What is expected:
The answer must be the lines from the one containing "Expected: one point per instance of the small" through the last line of the data below, copied exactly, with nothing else.

Saved entries:
* * *

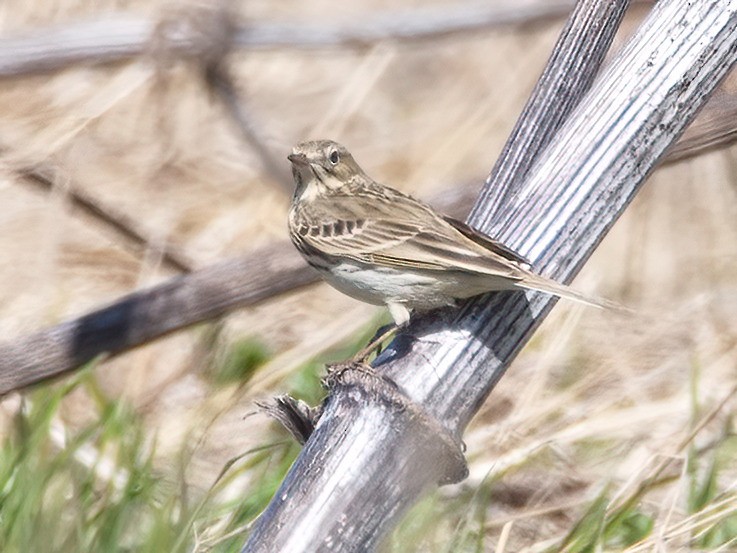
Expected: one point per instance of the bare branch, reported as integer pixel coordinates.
(347, 487)
(119, 36)
(124, 226)
(364, 464)
(180, 302)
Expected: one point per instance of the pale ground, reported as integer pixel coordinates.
(157, 146)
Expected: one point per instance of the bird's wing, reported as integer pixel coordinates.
(486, 242)
(414, 238)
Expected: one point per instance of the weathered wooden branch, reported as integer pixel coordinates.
(50, 352)
(362, 467)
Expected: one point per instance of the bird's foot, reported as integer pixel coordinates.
(374, 344)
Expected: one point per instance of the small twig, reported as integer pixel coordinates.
(123, 225)
(221, 83)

* * *

Answer box:
Expected: one point per instance of the small twig, reported as integer pixel coordinates.
(123, 225)
(221, 83)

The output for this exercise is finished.